小さい頃は書を習っていたんですよ。母は絵を描く人というか芸術家が嫌いだったんですけど、書だけはOKで、寺で習っていました。書のあとは剣道で、日曜日は本当に忙しかった。

磨れって言うくせに、先生の添削の赤は墨汁なんですよね。(笑)

墨汁歴は長いですよ。初期の頃はプラスチック容器ではなかったですよね?黄色い缶に紫のひもがついていて。

墨汁は登録商標ではないんですか?

僕はイラストレーションの世界に入ってからもずっと開明墨汁を使っているんですよ。

あんな変なものを作っているのはどこの会社だって思っていたんです。(笑)僕は、漫画家の寺田ヒロオ先生にファンレターをたくさん送ったんです。あの先生は唯一返事をくれたんです。

開明墨汁は、耐水性がいいし、マーカーで上から塗ってもにじまないし。ベタは墨汁で塗って、線はポスターカラーで塗るんです。乾いてからポスターカラーを全部洗い流すとギザギザが出るんです。

イラストレーターは画風が大事だから、画風を得るために色々なことをやるんです。今は普通のペンだけど、こういう試行錯誤があったから今があるんですよね。僕、墨汁に関しては田中社長よりよく知っているもん。

松屋でできるっていうのも嬉しくてね。

「墨一色展」は全てのイラストレーションを何種類かの開明の墨汁で描くわけですが、青 (花仙青墨) や茶 (花仙茶墨) が (東京イラストレーターズ・ソサエティ) 理事会で結構話題になっていたんです。

墨の濃淡で表現がどうなるのかが面白いよね。

それは見てのお楽しみだよ。

松屋では、東京イラストレーターズ・ソサエティの展覧会を最初2回やったんですけど、その後断られていたんですよね。だから、今回は銀座に戻れて皆嬉しがってますよ。

§ **生データ**
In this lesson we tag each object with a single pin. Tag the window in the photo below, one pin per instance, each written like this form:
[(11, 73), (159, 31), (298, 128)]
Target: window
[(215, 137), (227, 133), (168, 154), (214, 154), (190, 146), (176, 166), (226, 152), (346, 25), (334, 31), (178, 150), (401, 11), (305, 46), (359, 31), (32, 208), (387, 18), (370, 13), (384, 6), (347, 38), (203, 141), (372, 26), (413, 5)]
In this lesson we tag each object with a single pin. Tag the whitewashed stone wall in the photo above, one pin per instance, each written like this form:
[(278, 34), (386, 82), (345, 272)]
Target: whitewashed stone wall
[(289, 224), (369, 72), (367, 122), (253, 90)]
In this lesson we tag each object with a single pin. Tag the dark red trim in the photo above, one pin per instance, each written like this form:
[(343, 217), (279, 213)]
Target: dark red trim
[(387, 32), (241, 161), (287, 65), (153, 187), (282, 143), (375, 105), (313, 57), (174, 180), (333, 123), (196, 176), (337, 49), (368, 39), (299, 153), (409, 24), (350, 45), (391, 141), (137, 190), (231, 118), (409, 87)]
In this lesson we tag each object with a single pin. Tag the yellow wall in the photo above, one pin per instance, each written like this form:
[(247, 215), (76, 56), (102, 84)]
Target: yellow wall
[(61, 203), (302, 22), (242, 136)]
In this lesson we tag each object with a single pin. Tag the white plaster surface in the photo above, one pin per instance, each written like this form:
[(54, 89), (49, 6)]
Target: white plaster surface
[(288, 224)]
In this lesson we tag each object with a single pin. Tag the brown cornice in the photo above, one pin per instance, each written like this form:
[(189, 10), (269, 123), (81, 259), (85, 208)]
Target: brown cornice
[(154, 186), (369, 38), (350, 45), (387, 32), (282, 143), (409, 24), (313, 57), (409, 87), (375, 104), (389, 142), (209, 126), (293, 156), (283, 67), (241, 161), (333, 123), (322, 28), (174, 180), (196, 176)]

§ **課題一覧**
A – 出典によると、イラストレーターが色々なことをやるのはなぜか。1〜3文で説明する。
B – 記録の冒頭から「Target: window」を含む行までを、「pin」を「marker」に差し替えて書き直す。ほかはそのままにし、この範囲の行だけを出す。

§ **課題ごとの解答**
A – イラストレーターにとっては画風が大事だからである。その画風を得るために、色々なことをやると述べられている。

B –
In this lesson we tag each object with a single marker. Tag the window in the photo below, one marker per instance, each written like this form:
[(11, 73), (159, 31), (298, 128)]
Target: window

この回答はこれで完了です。